Which lines in the records below contain the string "maple"? Find and copy each of them, treating uppercase and lowercase letters as different.
--- begin DATA ---
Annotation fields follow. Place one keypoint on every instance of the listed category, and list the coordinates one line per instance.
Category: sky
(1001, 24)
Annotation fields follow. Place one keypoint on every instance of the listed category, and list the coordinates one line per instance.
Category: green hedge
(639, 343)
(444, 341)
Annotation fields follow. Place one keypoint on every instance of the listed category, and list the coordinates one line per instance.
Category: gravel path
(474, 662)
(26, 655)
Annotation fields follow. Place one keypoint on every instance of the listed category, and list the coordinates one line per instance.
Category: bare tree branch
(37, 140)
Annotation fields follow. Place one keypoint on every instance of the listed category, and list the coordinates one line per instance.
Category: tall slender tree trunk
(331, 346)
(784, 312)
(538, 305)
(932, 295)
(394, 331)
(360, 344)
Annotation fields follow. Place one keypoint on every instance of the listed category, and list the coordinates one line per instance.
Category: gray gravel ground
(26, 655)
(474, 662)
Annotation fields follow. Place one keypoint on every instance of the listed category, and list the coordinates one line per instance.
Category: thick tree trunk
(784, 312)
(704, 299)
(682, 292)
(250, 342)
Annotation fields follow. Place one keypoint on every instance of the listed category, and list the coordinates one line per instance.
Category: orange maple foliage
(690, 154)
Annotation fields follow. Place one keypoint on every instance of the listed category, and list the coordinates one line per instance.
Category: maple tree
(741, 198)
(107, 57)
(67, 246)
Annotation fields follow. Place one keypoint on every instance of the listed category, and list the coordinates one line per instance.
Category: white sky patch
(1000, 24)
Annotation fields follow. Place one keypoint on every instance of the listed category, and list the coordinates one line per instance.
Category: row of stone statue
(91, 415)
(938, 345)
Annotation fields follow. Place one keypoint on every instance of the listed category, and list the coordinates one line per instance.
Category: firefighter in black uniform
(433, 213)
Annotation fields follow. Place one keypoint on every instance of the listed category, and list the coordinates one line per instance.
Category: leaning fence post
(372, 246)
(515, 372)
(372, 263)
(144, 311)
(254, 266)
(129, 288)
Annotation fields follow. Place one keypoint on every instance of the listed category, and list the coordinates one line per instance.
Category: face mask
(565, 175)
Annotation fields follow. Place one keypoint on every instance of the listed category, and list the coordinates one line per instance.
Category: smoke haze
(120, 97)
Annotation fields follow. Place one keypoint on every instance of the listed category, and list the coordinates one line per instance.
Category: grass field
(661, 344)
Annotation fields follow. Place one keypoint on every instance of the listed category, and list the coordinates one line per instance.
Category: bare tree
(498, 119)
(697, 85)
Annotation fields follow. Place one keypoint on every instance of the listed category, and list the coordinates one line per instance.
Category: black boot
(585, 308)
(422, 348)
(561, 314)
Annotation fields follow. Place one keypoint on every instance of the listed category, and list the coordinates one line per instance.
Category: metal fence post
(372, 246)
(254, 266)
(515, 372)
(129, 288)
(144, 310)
--- end DATA ---
**EXERCISE RESULT:**
Category: orange maple foliage
Category: maple tree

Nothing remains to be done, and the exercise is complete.